** Exercise instructions **
In the records below, find the line that contains "background and record the coordinates." and the line that contains "rail and record the coordinates.", then retype exactly those two lines and every line between them.

** Source information **
- - -

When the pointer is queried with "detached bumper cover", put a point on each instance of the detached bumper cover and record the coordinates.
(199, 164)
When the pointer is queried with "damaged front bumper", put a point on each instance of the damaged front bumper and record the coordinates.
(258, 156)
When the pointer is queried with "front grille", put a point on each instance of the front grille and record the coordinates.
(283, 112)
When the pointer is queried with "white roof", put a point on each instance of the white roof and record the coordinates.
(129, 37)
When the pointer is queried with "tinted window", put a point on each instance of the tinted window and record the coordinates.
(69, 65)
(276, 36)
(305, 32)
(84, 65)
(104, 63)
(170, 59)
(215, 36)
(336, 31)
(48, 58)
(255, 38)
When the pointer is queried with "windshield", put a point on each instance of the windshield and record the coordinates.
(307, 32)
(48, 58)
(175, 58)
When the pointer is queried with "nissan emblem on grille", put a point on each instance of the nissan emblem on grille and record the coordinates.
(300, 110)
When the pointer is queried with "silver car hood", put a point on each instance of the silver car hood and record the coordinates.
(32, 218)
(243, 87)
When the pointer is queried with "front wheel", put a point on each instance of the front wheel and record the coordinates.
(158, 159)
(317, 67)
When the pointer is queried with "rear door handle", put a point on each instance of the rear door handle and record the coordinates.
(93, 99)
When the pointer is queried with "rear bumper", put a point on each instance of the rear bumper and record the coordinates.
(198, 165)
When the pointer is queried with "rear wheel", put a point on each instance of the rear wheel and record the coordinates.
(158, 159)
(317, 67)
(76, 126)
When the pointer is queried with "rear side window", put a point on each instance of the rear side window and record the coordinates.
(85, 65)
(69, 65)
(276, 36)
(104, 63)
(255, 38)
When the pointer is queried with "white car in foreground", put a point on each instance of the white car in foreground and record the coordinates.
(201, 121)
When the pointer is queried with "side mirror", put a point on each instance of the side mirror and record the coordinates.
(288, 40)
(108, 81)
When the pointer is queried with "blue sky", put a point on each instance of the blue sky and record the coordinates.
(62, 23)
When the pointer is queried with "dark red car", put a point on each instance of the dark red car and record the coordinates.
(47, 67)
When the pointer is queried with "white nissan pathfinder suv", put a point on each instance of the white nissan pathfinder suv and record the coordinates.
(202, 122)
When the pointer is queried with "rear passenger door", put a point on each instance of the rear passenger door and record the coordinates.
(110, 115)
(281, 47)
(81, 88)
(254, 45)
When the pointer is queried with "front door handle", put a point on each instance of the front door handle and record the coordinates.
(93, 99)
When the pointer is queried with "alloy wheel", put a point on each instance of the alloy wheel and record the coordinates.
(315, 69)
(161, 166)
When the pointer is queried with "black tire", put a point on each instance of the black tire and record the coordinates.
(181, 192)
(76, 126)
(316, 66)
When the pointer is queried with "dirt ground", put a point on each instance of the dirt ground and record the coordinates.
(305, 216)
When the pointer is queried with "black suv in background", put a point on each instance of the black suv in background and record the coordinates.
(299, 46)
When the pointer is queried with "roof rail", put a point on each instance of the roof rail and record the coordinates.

- - -

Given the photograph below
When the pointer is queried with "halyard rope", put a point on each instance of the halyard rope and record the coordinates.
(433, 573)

- - -

** Expected answer **
When the pointer is queried with "black suv in background", put a point on each instance of the black suv in background and record the coordinates.
(299, 46)
When the pointer is queried with "roof rail", put a point on each instance of the roof rail and record the coordinates.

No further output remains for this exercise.